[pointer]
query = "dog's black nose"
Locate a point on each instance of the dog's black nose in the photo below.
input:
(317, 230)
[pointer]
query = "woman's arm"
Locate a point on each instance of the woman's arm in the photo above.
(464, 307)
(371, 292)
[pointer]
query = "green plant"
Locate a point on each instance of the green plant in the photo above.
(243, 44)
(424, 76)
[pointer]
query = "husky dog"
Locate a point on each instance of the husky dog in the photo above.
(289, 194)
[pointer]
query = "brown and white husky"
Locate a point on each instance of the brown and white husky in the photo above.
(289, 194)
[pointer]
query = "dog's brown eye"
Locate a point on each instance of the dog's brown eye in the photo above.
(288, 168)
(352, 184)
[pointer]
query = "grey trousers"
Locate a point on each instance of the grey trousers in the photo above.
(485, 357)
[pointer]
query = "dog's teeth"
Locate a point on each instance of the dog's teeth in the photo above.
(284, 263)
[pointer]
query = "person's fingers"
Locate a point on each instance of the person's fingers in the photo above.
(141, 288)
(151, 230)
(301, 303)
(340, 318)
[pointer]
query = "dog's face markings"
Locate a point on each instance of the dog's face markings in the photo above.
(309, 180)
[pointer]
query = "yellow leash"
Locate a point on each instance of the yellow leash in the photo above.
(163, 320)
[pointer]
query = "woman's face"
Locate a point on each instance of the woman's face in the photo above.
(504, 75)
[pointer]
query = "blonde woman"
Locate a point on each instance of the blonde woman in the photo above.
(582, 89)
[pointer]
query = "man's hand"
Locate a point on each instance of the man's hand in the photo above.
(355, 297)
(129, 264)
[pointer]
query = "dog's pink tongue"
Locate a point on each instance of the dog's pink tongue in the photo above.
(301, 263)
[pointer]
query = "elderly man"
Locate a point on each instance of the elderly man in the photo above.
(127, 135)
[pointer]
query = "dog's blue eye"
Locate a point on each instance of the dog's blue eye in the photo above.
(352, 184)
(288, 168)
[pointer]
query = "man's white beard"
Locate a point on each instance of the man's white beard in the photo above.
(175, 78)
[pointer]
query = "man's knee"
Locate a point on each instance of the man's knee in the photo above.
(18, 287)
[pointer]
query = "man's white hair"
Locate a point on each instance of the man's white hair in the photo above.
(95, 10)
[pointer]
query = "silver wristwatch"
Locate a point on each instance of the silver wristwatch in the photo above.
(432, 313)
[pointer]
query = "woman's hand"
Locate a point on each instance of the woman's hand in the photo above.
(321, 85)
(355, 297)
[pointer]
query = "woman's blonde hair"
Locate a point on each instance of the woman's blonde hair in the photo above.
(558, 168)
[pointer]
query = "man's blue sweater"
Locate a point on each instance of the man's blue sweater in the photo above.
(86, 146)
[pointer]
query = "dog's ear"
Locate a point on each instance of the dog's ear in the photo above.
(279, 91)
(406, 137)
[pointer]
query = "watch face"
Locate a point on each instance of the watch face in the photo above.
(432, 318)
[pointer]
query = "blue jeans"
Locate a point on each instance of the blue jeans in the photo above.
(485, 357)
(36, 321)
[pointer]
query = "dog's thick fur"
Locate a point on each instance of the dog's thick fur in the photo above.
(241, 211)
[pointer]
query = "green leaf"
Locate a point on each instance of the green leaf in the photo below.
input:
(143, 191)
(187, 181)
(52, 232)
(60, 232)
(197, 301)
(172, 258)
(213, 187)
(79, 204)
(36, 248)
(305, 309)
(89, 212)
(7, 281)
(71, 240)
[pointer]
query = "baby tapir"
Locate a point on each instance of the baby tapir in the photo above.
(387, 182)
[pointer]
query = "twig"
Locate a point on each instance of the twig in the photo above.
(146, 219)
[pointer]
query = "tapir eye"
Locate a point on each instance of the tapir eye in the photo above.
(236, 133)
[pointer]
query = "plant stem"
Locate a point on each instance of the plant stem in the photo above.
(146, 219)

TASK PROMPT:
Every entry is to be retyped word for word.

ANSWER TO THIS TASK:
[pointer]
query = "dog's black nose"
Locate a point on each instance of the dog's black nose in the photo below.
input:
(317, 230)
[pointer]
query = "woman's arm"
Locate a point on each instance of the woman's arm in the photo above.
(464, 307)
(371, 292)
[pointer]
query = "green plant"
Locate a point on each instance of the green plant in the photo above.
(243, 44)
(424, 76)
[pointer]
query = "husky dog"
Locate a point on each instance of the husky dog in the photo above.
(289, 194)
[pointer]
query = "brown and white husky"
Locate a point on each instance of the brown and white husky in the photo above.
(289, 194)
[pointer]
query = "dog's brown eye"
Locate a point on each instance of the dog's brown eye in the photo above.
(288, 168)
(352, 184)
[pointer]
query = "grey trousers"
Locate a point on each instance of the grey trousers in the photo above.
(485, 357)
[pointer]
query = "dog's teeth"
Locate a point on each instance of the dog's teeth in the photo above.
(284, 263)
[pointer]
query = "person's fingers"
Locate a point on each instance of the person's fingers in the photo above.
(141, 288)
(151, 230)
(301, 303)
(340, 318)
[pointer]
query = "dog's face markings"
Locate a point on each instance of the dog's face markings in the photo above.
(309, 180)
[pointer]
query = "yellow leash"
Locate a point on each instance of the yellow leash in the photo above.
(163, 320)
[pointer]
query = "woman's face"
Locate a point on each instance of the woman's face in the photo above.
(504, 75)
[pointer]
query = "blonde woman"
Locate a point on each instance of the blonde woman in the photo above.
(582, 89)
[pointer]
query = "man's hand"
Locate a point on each instance of the man's hand in the photo above.
(355, 297)
(129, 264)
[pointer]
query = "dog's pink tongue"
Locate a point on each instance of the dog's pink tongue in the photo above.
(301, 263)
[pointer]
query = "elderly man"
Locate a point on each instance of the elderly man in the photo above.
(127, 135)
[pointer]
query = "dog's blue eye"
Locate a point on each instance of the dog's blue eye in the photo above.
(352, 184)
(288, 168)
[pointer]
query = "man's white beard"
Locate a point on each instance of the man's white beard in the photo above.
(175, 78)
[pointer]
query = "man's knee"
Locate a point on each instance of the man's knee in the photo above.
(18, 287)
[pointer]
query = "man's white hair"
Locate a point on each instance of the man's white hair in the photo above.
(95, 10)
[pointer]
query = "silver wristwatch"
Locate a point on each instance of the silver wristwatch in the photo above.
(432, 313)
[pointer]
query = "woman's hand"
Locate a point on each instance of the woman's hand in the photo above.
(321, 85)
(355, 297)
[pointer]
query = "woman's blonde hair"
Locate a point on each instance of the woman's blonde hair in the photo above.
(558, 168)
[pointer]
query = "man's blue sweater"
Locate a point on each instance of the man's blue sweater in the photo above.
(86, 146)
[pointer]
query = "dog's ear"
Locate a point on each instance of the dog's ear in the photo above.
(279, 91)
(406, 137)
[pointer]
query = "watch face"
Locate a point on each instance of the watch face in the photo above.
(432, 318)
[pointer]
query = "blue jeans"
Locate a point on each instance of the blue jeans in the photo above.
(485, 357)
(36, 321)
[pointer]
query = "dog's thick fur"
Locate a point on each instance of the dog's thick fur in the photo above.
(241, 211)
[pointer]
query = "green leaf"
Locate a point on each instance of the green leaf in the photo below.
input:
(143, 191)
(187, 181)
(52, 232)
(60, 232)
(197, 301)
(172, 258)
(213, 187)
(79, 204)
(36, 248)
(305, 309)
(89, 212)
(7, 281)
(71, 240)
[pointer]
query = "baby tapir"
Locate a point on each instance of the baby tapir in the photo above.
(387, 182)
[pointer]
query = "twig"
Locate a point on each instance of the twig in the photo above.
(146, 219)
[pointer]
query = "tapir eye"
Locate a point on each instance of the tapir eye in the photo above.
(236, 133)
[pointer]
query = "plant stem"
Locate a point on each instance of the plant stem in the photo above.
(146, 219)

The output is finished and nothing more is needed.